-- BEGIN Material provided --

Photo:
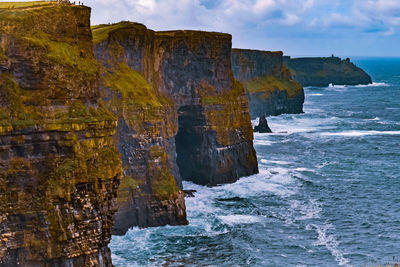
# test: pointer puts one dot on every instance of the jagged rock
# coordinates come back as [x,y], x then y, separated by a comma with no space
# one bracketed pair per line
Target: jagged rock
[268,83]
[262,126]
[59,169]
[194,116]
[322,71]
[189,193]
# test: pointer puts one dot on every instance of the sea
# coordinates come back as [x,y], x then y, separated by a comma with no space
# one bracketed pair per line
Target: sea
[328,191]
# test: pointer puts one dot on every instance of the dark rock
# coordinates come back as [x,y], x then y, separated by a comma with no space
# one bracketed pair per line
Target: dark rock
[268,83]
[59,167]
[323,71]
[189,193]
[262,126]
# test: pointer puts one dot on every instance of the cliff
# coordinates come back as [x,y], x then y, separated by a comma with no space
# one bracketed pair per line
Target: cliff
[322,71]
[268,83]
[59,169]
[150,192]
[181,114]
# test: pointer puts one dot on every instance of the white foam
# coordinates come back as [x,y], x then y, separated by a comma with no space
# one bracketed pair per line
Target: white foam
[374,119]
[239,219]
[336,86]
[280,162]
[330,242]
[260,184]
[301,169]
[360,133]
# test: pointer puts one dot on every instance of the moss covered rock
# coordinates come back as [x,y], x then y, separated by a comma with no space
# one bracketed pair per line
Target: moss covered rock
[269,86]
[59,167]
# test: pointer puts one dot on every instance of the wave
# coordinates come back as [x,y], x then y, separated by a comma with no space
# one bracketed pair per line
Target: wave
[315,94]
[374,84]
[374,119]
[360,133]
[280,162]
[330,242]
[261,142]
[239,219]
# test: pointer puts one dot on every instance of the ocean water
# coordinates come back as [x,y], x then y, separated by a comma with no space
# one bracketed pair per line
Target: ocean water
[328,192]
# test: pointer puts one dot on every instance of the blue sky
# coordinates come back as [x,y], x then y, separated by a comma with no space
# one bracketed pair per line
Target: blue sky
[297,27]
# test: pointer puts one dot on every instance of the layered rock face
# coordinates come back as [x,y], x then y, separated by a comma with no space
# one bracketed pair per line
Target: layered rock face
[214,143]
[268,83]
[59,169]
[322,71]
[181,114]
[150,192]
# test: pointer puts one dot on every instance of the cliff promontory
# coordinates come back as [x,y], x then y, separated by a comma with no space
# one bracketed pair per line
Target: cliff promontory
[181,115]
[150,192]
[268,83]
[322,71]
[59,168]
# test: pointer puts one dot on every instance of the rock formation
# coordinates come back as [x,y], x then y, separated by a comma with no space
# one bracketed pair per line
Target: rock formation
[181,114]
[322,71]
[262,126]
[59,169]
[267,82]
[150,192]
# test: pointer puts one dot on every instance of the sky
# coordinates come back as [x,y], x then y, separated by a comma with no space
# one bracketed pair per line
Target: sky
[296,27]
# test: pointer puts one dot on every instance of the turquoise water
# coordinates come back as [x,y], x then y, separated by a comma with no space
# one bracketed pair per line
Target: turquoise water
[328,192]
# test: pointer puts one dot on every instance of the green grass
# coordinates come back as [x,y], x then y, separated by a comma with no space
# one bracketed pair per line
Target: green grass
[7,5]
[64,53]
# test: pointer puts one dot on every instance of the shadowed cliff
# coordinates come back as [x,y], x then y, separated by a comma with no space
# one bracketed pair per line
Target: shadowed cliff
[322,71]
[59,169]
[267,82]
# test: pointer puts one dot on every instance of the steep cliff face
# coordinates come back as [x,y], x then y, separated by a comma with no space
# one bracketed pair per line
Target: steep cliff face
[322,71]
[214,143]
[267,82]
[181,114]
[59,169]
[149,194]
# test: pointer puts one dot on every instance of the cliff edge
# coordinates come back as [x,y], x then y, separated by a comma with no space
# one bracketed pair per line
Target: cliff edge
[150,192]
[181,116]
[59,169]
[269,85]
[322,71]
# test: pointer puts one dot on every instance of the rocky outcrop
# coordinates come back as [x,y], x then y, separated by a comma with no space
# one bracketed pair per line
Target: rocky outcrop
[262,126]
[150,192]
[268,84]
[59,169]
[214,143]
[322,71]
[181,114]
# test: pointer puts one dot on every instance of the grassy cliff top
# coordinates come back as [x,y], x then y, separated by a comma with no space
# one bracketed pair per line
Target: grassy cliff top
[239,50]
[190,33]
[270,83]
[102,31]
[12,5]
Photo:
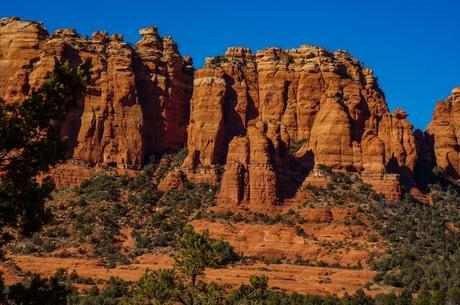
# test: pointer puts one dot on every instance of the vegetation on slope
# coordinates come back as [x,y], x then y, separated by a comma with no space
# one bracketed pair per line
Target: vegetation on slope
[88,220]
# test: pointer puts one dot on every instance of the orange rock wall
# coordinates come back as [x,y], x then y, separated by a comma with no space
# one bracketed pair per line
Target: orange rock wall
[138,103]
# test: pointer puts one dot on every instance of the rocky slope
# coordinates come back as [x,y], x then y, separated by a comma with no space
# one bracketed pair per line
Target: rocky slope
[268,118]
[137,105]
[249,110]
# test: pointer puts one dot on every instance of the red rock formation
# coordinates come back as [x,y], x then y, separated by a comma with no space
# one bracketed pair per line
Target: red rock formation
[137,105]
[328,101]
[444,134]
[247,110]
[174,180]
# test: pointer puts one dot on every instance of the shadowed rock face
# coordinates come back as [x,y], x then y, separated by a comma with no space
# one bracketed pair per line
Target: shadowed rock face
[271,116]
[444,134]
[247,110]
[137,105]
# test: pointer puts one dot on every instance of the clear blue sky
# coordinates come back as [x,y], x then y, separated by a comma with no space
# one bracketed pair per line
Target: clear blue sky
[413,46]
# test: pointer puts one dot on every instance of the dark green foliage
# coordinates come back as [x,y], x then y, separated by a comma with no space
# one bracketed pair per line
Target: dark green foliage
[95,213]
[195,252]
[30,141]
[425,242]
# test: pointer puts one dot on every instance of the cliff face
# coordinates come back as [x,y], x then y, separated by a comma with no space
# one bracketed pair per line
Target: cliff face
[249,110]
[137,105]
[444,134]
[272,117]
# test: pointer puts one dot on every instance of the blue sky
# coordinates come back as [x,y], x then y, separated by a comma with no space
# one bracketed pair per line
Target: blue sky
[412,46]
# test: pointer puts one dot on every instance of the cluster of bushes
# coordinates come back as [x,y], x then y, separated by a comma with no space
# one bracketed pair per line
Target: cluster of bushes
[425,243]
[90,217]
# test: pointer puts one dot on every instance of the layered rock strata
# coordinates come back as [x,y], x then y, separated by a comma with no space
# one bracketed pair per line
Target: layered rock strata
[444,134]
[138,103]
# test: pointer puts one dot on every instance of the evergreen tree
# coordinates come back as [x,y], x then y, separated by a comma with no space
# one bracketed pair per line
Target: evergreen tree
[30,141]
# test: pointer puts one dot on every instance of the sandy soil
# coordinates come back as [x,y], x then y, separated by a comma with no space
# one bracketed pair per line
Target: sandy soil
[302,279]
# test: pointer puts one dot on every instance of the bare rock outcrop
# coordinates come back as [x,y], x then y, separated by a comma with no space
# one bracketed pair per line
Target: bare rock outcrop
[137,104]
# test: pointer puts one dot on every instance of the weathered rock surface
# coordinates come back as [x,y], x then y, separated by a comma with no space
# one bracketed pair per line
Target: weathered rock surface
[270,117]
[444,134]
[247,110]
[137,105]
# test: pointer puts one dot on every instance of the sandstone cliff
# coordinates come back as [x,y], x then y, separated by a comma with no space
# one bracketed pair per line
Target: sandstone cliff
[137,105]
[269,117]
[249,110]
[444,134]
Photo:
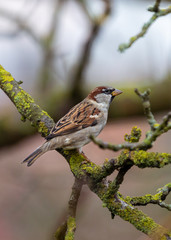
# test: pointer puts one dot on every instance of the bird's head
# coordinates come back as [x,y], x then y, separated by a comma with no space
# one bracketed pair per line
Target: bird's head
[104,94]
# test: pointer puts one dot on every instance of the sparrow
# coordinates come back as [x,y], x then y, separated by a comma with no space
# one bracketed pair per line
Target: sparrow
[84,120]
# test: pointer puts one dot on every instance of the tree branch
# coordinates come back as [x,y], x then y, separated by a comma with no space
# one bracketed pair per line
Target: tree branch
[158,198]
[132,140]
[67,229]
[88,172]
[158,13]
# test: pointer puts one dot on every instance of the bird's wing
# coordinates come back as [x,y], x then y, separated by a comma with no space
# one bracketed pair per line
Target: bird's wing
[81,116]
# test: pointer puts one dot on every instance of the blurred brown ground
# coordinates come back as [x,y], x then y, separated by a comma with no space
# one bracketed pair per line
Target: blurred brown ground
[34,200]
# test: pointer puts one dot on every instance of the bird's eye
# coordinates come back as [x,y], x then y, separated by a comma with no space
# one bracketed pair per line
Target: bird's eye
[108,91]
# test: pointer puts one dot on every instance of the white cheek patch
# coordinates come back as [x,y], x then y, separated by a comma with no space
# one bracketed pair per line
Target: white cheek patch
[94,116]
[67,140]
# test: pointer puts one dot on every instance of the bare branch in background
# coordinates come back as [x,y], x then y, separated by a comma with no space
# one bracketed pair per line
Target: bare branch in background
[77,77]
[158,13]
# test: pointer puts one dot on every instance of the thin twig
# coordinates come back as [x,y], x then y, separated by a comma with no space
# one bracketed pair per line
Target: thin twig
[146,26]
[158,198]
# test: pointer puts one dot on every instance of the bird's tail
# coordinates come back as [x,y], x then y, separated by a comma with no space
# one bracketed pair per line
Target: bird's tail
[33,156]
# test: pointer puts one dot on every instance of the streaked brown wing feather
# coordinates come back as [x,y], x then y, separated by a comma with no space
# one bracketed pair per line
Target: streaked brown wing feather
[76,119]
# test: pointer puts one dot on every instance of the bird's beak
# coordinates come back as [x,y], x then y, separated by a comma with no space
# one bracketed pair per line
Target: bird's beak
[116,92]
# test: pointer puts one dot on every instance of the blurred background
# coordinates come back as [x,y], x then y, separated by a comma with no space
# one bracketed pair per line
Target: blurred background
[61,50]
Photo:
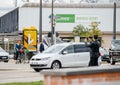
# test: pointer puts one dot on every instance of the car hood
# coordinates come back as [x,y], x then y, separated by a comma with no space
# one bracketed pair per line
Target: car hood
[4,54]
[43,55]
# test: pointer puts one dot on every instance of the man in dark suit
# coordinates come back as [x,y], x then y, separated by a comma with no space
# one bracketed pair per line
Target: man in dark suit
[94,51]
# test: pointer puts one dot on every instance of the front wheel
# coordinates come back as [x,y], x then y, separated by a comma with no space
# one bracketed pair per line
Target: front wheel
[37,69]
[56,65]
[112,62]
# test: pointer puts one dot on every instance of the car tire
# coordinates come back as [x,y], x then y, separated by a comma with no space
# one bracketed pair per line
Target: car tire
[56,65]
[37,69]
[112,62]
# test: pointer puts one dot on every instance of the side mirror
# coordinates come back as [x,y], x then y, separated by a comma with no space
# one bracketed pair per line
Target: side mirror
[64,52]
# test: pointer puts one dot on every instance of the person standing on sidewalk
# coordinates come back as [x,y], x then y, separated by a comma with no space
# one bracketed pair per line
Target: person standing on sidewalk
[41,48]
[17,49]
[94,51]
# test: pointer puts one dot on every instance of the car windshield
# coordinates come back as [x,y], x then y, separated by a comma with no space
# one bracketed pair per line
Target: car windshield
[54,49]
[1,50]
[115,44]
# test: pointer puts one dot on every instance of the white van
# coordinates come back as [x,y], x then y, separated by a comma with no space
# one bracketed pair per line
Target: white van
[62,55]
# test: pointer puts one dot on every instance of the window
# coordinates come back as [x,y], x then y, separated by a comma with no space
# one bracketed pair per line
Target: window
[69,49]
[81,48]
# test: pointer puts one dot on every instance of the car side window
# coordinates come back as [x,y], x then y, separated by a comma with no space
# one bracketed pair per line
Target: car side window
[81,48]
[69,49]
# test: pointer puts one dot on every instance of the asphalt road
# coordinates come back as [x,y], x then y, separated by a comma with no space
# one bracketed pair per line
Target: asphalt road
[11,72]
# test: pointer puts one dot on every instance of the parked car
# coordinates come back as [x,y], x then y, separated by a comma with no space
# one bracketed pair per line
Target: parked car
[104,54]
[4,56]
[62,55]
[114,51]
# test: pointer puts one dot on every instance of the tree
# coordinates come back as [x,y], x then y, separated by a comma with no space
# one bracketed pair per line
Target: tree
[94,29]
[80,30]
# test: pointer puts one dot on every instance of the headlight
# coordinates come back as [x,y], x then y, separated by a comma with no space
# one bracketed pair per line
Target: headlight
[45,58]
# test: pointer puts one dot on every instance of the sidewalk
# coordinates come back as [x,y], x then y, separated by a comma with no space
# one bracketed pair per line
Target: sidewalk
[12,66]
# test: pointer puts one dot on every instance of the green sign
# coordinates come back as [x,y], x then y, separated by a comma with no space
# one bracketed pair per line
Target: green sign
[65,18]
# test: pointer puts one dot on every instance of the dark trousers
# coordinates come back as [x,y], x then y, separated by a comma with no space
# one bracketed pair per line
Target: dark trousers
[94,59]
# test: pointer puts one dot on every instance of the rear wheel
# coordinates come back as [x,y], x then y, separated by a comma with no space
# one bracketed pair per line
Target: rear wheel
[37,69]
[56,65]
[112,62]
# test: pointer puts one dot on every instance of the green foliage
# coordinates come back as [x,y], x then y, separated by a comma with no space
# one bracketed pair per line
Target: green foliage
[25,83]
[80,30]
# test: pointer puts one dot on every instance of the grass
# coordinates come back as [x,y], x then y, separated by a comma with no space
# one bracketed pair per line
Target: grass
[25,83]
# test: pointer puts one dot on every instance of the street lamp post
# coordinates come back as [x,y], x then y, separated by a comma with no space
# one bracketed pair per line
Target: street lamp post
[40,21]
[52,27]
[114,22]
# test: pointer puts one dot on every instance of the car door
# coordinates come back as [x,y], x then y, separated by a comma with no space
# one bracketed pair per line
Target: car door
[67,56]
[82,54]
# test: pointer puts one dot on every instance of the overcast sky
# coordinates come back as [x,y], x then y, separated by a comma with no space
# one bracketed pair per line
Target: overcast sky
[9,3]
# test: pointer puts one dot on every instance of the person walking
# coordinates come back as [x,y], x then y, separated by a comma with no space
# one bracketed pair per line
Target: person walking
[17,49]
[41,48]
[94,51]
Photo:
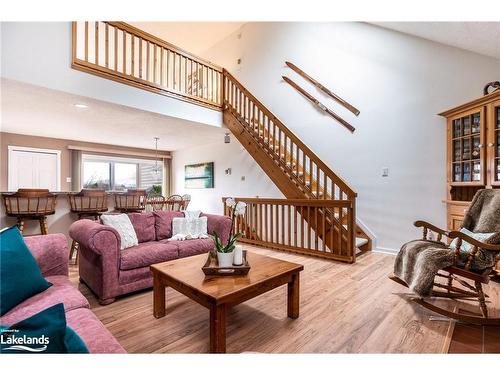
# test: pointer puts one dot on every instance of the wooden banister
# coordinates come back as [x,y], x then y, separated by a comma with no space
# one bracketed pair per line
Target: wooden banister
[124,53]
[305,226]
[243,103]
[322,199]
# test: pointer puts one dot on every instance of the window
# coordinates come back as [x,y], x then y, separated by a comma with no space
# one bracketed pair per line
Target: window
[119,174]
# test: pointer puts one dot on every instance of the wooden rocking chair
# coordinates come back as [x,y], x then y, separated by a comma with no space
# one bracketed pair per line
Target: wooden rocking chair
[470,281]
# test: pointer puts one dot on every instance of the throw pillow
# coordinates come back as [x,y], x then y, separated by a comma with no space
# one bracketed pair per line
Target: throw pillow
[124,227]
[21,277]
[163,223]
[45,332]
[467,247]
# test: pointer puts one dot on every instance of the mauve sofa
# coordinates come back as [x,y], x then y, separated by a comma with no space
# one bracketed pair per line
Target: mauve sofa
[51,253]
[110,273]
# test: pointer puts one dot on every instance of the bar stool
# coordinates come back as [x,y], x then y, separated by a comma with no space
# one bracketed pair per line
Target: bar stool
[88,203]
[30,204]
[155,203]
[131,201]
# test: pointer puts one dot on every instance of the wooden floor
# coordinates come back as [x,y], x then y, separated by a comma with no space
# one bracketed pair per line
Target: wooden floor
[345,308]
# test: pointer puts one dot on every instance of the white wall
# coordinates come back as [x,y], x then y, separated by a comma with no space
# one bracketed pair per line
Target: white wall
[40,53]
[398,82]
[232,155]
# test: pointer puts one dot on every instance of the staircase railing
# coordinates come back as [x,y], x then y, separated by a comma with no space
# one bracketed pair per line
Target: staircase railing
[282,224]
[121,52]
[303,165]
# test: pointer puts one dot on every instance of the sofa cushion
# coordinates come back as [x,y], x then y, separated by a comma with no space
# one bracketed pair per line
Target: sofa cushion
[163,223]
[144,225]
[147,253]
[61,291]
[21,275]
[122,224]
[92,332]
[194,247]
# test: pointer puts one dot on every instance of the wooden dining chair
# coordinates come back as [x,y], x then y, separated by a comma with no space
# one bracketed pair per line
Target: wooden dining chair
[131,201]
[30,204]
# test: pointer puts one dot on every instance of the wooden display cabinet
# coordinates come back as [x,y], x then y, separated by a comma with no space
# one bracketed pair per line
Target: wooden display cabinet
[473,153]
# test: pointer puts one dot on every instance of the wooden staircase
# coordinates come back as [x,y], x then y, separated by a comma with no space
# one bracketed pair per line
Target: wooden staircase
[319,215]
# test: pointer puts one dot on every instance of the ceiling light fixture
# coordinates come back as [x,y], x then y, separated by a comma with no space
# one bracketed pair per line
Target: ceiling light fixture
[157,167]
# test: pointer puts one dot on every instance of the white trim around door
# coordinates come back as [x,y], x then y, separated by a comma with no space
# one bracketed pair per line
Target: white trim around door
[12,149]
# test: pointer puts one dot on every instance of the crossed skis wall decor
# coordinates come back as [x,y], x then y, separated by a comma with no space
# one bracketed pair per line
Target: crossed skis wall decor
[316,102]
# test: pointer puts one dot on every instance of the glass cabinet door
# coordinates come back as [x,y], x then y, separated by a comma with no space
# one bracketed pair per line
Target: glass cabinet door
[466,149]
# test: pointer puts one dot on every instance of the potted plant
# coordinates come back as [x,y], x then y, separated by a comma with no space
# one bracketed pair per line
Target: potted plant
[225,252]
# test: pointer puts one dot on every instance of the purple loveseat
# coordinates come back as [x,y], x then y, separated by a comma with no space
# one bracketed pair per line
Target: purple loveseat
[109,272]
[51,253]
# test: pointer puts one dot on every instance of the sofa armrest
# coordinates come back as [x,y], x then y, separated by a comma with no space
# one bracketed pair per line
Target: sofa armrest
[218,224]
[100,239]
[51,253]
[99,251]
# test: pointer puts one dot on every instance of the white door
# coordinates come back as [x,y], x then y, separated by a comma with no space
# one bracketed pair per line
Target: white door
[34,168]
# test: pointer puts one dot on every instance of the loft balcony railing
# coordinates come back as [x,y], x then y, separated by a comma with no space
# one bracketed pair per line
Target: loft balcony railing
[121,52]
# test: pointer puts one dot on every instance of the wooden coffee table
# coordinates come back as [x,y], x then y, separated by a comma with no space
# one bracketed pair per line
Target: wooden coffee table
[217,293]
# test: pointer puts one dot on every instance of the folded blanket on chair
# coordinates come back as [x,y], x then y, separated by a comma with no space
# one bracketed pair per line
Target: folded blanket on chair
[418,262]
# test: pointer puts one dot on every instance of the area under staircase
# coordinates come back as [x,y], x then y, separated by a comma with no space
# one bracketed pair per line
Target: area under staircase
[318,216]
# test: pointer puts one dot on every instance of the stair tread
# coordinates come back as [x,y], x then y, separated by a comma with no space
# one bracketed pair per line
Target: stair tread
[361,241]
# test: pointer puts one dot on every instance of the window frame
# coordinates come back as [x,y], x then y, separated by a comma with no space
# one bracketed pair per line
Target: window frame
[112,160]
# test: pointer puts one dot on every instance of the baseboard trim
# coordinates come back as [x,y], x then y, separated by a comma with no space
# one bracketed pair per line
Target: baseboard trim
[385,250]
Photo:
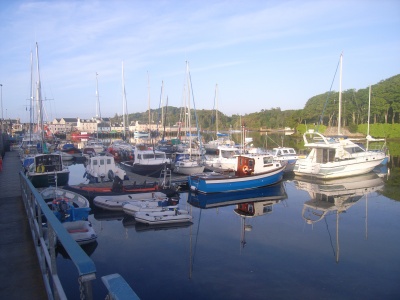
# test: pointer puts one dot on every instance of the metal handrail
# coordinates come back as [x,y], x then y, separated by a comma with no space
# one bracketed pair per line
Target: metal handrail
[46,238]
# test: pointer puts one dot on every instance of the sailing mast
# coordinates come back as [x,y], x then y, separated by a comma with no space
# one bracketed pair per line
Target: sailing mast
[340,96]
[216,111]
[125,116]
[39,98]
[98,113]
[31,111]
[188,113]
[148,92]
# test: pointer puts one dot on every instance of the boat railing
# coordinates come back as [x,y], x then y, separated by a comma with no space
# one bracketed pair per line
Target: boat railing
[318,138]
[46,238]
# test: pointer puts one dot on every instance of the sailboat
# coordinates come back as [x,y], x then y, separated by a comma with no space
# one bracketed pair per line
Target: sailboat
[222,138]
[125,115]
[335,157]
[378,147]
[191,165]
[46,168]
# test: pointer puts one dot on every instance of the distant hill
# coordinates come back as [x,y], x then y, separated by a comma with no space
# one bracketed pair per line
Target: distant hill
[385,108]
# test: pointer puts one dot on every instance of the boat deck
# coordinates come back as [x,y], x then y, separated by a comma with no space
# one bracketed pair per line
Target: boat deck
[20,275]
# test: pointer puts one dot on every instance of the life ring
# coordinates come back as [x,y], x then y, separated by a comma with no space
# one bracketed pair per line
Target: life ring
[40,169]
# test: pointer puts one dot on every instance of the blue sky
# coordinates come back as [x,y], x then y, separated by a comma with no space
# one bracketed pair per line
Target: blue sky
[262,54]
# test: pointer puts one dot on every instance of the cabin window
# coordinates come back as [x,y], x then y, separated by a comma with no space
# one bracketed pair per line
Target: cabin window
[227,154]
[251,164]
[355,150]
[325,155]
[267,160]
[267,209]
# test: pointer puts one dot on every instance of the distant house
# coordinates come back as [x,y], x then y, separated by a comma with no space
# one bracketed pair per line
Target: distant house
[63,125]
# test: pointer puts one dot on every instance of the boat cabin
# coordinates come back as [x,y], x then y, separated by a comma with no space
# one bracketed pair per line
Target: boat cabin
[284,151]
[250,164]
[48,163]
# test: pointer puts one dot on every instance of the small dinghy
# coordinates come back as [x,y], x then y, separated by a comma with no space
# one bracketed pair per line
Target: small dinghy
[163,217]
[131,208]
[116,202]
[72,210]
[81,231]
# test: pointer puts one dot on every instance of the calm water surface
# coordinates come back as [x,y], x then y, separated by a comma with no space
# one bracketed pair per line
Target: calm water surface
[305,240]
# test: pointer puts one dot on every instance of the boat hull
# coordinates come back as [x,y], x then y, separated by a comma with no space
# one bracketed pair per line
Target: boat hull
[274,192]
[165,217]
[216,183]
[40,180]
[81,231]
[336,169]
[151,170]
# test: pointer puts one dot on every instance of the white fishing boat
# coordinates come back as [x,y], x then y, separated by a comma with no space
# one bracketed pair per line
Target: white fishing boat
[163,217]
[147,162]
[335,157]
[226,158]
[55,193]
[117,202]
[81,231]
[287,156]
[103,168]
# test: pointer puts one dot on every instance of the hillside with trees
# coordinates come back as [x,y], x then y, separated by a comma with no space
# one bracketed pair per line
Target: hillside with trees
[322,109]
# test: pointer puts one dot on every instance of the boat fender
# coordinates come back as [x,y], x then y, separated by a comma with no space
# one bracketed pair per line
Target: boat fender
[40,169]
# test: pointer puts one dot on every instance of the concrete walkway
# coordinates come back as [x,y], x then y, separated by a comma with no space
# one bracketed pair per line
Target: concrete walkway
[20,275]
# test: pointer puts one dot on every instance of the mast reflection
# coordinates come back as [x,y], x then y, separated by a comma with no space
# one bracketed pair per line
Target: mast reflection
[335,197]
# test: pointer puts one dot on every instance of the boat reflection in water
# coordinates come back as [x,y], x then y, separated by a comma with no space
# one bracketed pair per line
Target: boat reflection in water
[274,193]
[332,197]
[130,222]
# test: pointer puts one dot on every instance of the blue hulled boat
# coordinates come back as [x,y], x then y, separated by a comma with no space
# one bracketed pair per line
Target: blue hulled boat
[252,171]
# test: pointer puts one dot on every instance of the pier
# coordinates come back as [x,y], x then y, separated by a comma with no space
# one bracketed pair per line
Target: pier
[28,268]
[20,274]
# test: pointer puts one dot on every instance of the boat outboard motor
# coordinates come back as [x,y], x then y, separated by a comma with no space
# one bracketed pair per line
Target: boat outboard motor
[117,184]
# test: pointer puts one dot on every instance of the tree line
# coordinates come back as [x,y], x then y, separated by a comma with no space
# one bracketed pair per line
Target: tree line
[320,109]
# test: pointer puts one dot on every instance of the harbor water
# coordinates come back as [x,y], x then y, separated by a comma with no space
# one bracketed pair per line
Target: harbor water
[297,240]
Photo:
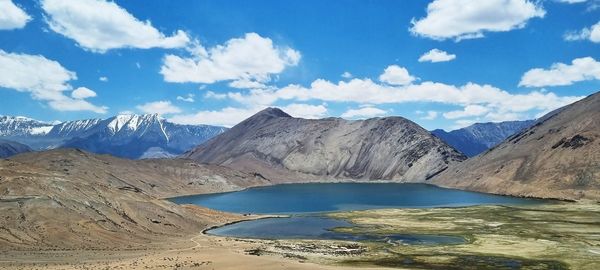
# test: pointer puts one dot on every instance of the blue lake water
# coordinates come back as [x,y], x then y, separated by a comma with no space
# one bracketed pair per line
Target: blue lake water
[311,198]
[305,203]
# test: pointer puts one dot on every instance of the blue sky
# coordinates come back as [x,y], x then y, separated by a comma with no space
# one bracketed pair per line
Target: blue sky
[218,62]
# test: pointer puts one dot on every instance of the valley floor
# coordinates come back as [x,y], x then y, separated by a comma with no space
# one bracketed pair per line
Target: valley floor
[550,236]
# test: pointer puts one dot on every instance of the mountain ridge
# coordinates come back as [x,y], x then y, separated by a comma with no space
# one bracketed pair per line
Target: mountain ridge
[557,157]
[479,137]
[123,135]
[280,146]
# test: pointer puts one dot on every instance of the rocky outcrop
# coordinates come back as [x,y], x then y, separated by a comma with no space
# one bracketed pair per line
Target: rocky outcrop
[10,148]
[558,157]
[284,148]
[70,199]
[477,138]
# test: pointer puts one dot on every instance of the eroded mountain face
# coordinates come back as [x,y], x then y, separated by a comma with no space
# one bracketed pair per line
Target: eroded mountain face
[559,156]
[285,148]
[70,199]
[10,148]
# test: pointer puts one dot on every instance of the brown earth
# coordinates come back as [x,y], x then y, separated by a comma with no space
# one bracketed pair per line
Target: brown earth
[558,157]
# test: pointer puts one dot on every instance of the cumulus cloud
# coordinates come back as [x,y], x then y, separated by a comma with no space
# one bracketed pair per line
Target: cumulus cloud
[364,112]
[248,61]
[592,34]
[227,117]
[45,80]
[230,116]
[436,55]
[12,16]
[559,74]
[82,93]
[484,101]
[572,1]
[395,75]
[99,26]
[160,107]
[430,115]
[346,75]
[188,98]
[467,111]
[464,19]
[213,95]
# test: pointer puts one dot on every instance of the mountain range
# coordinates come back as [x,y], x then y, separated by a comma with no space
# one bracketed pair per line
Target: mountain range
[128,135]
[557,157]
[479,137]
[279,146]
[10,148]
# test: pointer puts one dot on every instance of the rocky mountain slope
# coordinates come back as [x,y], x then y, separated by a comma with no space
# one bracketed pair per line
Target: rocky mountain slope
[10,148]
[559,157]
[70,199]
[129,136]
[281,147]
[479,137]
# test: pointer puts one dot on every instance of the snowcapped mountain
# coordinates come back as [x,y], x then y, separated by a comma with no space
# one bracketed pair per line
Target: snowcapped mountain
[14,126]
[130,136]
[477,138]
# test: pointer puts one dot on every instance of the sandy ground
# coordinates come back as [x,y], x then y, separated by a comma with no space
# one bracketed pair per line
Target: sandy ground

-- END Material provided --

Task to complete
Retype, exactly and only, the lines running from the one with "the brown earth" through the final line of the listing above.

The solution
# test: pointer puts one dot on every instance of the brown earth
# coordinates come back as [x,y], x then y, separated by a comma with no space
# one bracketed pair per line
Target: brown earth
[558,157]
# test: pointer puts one dot on every instance of the cumulus cloud
# coordinates come back as [x,y], x then y, separated by a comma with no space
# one bracketed pair per line
Target: cumulus cloud
[364,112]
[248,61]
[592,34]
[227,117]
[45,80]
[230,116]
[436,55]
[12,16]
[559,74]
[82,93]
[484,101]
[572,1]
[395,75]
[99,26]
[160,107]
[430,115]
[346,75]
[188,98]
[467,111]
[464,19]
[213,95]
# test: pointer puts one dot on every instance of the mountain range
# coordinates come back as [x,y], x then y, separated by a comma with no space
# one bracketed pair per line
Target: mountain range
[128,135]
[557,157]
[479,137]
[279,146]
[10,148]
# test: pointer puts one dot on every instance of the rocky mountain slope
# coordinates come back as [x,y], x then y, separated by a comma with no space
# one bracketed pair per line
Target: rocky mountain slope
[10,148]
[559,157]
[70,199]
[129,136]
[281,147]
[479,137]
# test: pointer puts one dot on every instance of the snowcapped mountain
# coordinates come back as [x,y], x then y, separated by a comma with no space
# one bracketed pair per line
Target: snowcapped mountain
[14,126]
[130,136]
[477,138]
# test: pointer puts one dot on every instance of the sandy ground
# coordinates come back as [x,y], x then y, separated by a comma with no space
# one bracketed pair per line
Target: sandy ground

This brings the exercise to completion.